Data items ::

------------------------------------

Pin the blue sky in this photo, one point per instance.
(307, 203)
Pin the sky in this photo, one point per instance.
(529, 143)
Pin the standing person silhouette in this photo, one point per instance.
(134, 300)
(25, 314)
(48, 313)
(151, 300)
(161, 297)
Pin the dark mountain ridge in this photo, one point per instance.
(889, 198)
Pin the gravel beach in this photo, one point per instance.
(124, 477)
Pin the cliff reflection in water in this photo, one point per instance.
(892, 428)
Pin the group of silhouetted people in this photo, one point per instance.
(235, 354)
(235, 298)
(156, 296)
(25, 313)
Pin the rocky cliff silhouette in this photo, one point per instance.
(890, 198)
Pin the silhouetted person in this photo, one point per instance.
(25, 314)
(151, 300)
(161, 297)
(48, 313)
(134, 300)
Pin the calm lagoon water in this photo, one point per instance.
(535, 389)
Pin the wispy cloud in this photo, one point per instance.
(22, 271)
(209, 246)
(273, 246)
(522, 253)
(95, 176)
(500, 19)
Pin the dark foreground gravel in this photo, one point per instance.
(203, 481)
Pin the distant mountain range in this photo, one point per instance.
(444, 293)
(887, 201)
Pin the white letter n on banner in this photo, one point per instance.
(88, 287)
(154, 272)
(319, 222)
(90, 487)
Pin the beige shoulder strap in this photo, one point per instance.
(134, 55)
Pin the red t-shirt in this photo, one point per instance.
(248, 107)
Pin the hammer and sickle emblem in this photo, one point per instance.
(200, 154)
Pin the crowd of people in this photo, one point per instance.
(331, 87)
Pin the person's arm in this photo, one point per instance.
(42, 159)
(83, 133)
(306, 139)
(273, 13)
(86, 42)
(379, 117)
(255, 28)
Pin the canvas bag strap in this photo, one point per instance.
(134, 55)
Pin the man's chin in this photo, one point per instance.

------------------------------------

What you are asked to do ::
All records shown above are to be repeated exactly.

Exercise answer ::
Pin the blue sky in this photo, one point per instance.
(307, 203)
Pin the sky in this photo, one point per instance.
(529, 143)
Pin the standing person silhouette in this photo, one point per instance.
(134, 300)
(25, 314)
(48, 313)
(151, 300)
(161, 297)
Pin the dark mountain ridge in this photo, one point per instance.
(889, 198)
Pin the gravel beach in this photo, one point per instance.
(124, 477)
Pin the cliff reflection in water in this photo, one point per instance.
(892, 428)
Pin the group of silhouetted people in this photo, one point per instance.
(235, 354)
(235, 298)
(156, 296)
(25, 313)
Pin the rocky cliff silhouette in this photo, one point per instance.
(890, 198)
Pin the silhouetted person in this photo, one point per instance.
(25, 314)
(151, 300)
(161, 297)
(48, 313)
(134, 300)
Pin the calm lagoon water in this photo, one point per instance.
(535, 389)
Pin the wispy cloud in this photo, one point per instance.
(22, 271)
(209, 246)
(273, 246)
(522, 253)
(95, 176)
(500, 19)
Pin the dark foreground gravel in this photo, one point per instance.
(203, 481)
Pin the distant mountain range in this photo, one point per instance.
(444, 293)
(887, 201)
Pin the white letter n on banner in this photo, one point per instance.
(88, 287)
(154, 272)
(319, 222)
(90, 487)
Pin the beige shoulder strap in this photo, one point per instance.
(134, 55)
Pin the red t-shirt in this photo, one point per instance.
(248, 107)
Pin the hammer and sickle emblem in this photo, one point per instance.
(200, 154)
Pin the crowd of people in this photo, one point per instance.
(331, 87)
Pin the person's arm in this photo, one point per instance.
(42, 159)
(83, 133)
(306, 139)
(273, 13)
(86, 42)
(379, 117)
(255, 28)
Pin the canvas bag strap in this photo, one point per instance.
(134, 55)
Pin the man's chin in this photo, one point per instance.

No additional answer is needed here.